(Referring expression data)
--------------------------------------------------

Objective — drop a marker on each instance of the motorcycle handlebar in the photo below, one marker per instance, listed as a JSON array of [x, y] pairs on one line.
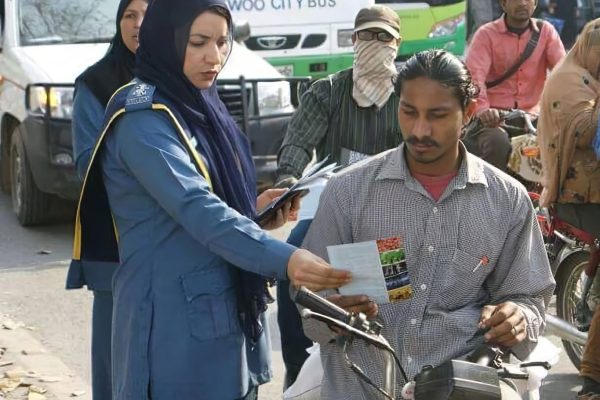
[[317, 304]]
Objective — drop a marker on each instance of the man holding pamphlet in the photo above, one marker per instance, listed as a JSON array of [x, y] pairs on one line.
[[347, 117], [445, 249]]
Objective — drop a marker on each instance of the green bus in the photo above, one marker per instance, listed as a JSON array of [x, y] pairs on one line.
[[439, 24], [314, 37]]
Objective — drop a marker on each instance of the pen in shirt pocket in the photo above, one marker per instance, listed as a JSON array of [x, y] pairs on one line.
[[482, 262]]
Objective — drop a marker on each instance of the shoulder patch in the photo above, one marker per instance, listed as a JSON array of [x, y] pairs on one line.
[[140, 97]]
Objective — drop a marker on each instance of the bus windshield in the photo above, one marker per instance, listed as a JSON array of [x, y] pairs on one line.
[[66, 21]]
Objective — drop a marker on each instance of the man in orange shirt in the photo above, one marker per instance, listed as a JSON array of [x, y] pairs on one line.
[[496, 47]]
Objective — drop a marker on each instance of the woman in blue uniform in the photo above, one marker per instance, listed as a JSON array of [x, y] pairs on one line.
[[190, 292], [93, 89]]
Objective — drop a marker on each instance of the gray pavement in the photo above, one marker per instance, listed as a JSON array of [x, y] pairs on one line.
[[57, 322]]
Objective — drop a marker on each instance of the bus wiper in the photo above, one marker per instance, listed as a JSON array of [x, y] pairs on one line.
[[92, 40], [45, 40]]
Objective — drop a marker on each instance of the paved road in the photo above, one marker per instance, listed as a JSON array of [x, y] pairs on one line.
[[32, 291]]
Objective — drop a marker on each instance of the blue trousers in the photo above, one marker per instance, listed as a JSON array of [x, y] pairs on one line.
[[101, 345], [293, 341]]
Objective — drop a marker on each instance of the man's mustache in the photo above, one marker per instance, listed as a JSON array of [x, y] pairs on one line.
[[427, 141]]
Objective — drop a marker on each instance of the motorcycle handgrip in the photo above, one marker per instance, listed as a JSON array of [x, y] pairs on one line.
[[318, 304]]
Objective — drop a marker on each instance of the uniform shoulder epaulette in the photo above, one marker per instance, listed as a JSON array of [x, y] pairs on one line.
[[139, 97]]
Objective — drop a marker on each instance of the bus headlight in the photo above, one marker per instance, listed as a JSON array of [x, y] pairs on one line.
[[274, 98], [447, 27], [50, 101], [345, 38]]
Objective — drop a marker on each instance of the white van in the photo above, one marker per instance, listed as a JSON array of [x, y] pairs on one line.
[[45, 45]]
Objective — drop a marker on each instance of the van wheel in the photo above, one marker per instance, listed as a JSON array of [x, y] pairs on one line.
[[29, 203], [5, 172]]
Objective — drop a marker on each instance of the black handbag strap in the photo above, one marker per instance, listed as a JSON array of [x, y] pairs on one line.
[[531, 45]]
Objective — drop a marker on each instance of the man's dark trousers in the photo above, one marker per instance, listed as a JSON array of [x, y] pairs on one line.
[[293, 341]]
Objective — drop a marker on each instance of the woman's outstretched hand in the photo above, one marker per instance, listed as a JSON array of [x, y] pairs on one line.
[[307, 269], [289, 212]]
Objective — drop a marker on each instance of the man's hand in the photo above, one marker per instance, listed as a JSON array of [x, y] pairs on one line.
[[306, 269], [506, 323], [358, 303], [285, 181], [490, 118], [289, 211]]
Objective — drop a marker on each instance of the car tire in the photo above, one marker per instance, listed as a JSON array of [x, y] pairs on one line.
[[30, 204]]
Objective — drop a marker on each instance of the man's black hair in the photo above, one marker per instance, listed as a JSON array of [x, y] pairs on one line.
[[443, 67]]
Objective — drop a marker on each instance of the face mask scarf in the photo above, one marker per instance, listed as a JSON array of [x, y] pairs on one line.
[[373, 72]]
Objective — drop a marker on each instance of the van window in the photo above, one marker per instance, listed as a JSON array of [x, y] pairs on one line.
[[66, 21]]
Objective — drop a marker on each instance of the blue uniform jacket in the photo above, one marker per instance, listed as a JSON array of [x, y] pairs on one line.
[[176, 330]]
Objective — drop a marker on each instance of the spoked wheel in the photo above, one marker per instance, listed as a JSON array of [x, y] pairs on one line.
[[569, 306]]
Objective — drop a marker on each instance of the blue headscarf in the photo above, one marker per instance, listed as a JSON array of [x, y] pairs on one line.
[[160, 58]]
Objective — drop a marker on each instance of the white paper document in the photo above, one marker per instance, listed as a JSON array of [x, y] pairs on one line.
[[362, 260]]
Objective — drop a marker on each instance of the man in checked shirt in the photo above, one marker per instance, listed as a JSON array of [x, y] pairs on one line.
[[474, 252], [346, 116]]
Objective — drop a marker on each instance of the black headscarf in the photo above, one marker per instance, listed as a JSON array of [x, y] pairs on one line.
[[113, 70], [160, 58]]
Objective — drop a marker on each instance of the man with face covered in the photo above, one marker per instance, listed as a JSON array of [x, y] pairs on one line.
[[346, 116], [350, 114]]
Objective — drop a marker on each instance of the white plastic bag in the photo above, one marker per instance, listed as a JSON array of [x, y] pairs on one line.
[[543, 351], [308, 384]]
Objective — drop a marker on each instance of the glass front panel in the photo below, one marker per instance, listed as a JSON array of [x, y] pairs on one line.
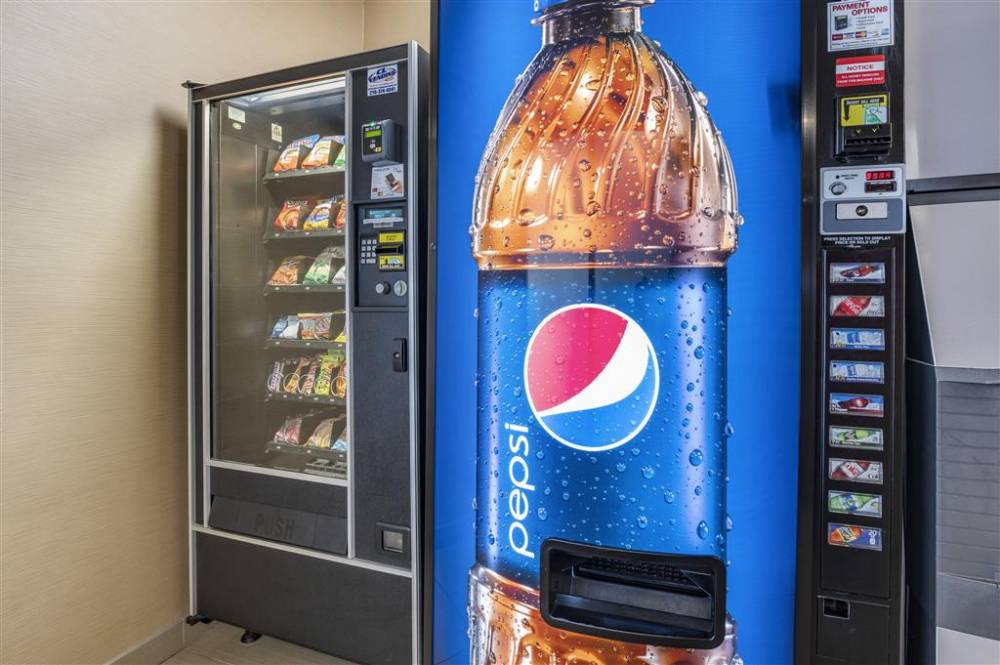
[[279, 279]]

--------------------------------------------------

Could you set down every entry again exactly as written, leaving out any pictures?

Objective — drop a marker on each instance of the motorcycle handlebar in the photo below, one marker per instance, listed as a JSON array of [x, y] pairs on one line.
[[317, 304]]
Objective — drop a marker on each instance of the man holding pamphlet in the photo above, one marker per instance, listed as a JSON array of [x, y] pairs on one line.
[[347, 117], [445, 249]]
Objective — drop a marker on each instance of the green bus in the photo above, one marker per instance, listed as a JSON array of [x, y] pairs on one line.
[[439, 24], [314, 37]]
Objective — drop a marker on each instance of the pen in shirt pocket in the photo above, one marker per instance, listed as a JSON array of [x, y] pairs on one line.
[[482, 262]]
Objective — drop a marker on each instance of the shoulder patch in the photo above, one marker per instance, listed as a JSON array of [x, y] pairs on one line.
[[140, 97]]
Objective — drop a marker on each instance of the bus windshield in the photo above, one marker per instance, listed as a JSON array of [x, y] pairs on one line.
[[66, 21]]
Objective — drop a marker on each instance of the man in orange shirt in the photo above, one marker per instance, listed as a JSON array of [x, y] pairs on one line.
[[496, 47]]
Objective — drop a marker on each instance of the woman in blue uniform in the photo above, one marker per instance, listed as a JSON array of [x, y] pairs on one line.
[[190, 292], [93, 89]]
Objective — drop a marker on each instance of the gray pavement in the photo above, one marker per instance, listed as a JSON array of [x, y] pairs on one line.
[[57, 322]]
Objective — drop a marker on each instance of the bus wiper in the photo above, one marker per instance, listed as a JSON array of [x, y] pairs on one line.
[[92, 40], [45, 40]]
Objective — drop a marker on each instance of the paved road in the photo above, one marker per instance, listed as a JSON array of [x, y] pairs on one line.
[[32, 291]]
Objective — drop a marker on each instance of the blue trousers in the photo above, one marker per instance, listed as a JSON array of [x, y] pairs on one line.
[[101, 345], [293, 341]]
Objective — drop a marker on each instance of the man's mustache in the photo above, one marker per instance, listed as a JSON array of [x, y] pairs on one line.
[[427, 141]]
Objective — drop a marker on each instance of the motorcycle handgrip in the photo above, one marker per instance, listed as a JSON array of [x, y] pairs on one line.
[[318, 304]]
Objective — drop a marker on each instance of the uniform shoulder epaulette in the photo above, one marker per instance, listed as a JSON array of [x, y] pairs on one line.
[[139, 97]]
Objective — drop a marker on each instance of the bus headlight in the photo above, one marker per instance, listed as a JSON array of [x, y] pairs on one line.
[[274, 98], [447, 27], [50, 101], [345, 38]]
Objective — drop a marker on each instance of the white van in the photo above, one marker per instance, listed as a JSON array of [x, y] pairs on one line.
[[45, 45]]
Objective — drop a marker on each instance of the van wheel in the photo above, one marker per instance, listed as a JSON array of [x, y] pairs on one line.
[[29, 203], [5, 172]]
Objective — drop a marker on each instance of the black handbag strap in the photo above, one marker per instance, listed as a JSON array of [x, y] pairs on one line.
[[531, 45]]
Objective — drop a marker on each instance of the man's dark trousers in the photo above, one marker per instance, listed as a JSON array of [x, y] pairs on one line.
[[293, 341]]
Objective — drop a marker on each instance of the woman's outstretched hand in the photo above, one marker per instance, listed as a JSON array of [x, y] pairs on one line.
[[307, 269], [289, 212]]
Objective — drop a marker on each instance of the man's hand in the photo above, one marker per instance, listed as a JSON array of [x, y] pairs on one line.
[[306, 269], [506, 323], [358, 303], [285, 181], [490, 118], [289, 211]]
Objective — drop a marker on each instance of the car tire in the photo above, one marker per instance, listed as a JSON array of [x, y] pairs on one line.
[[30, 204]]
Objective — drop a marker on each instance of the man's black hair in the photo above, one marker per instance, listed as a JSON array of [x, y] pairs on one line.
[[443, 67]]
Objective — drop a marker on each instance of the face mask scarf in the photo above, one marker per instance, listed as a JSON array of [x, y] pairs on one line.
[[373, 72]]
Objective — drop a marker on each instance of the van window in the photo above, one marker per instance, listed as a JSON array of [x, y] pairs on one line.
[[66, 21]]
Objective — drop a marker on each instance of the blue uniform jacket in the photo above, one marker per instance, listed as a JSON array of [x, y] pairs on one line.
[[176, 330]]
Objective — drop a marker on each instance of the spoked wheel in the photo above, one marker per instance, listed as a JSON array of [x, y] pairs on one line.
[[569, 306]]
Objective — drop a marker on each instance of the blue headscarf in the photo above, one marker per instance, listed as a JSON array of [x, y] pairs on one line.
[[160, 58]]
Objective — drop a marker on each instance of the white paper document in the photo above, one marker per instance, listed as a JSON array of [x, y] pairs on one line.
[[362, 260]]
Objective — drop a marker on each instance of the man in checked shirt in the photo above, one marker per instance, listed as a JSON array of [x, y] pairs on one line.
[[474, 252], [346, 116]]
Objective — drop a marker on each instance of the black headscarf in the photo above, one marker per instance, listed as a JSON array of [x, y] pairs on one line.
[[113, 70], [160, 58]]
Objective — drop a marker on each instance of the man with face covered in the photo above, one marker per instance, listed as a JSON array of [x, y] pairs on one line.
[[346, 116], [350, 114]]
Objective — drop a marker on each instance of the white plastic bag in the photo above, one marker per instance, listed as a JSON array of [x, y] pairs on one line.
[[543, 351], [308, 384]]
Objective — drop a marker on each instance of the glass front panel in the photo below, one marker per instance, listed as a JSON array of [x, y] pairs on one line.
[[279, 279]]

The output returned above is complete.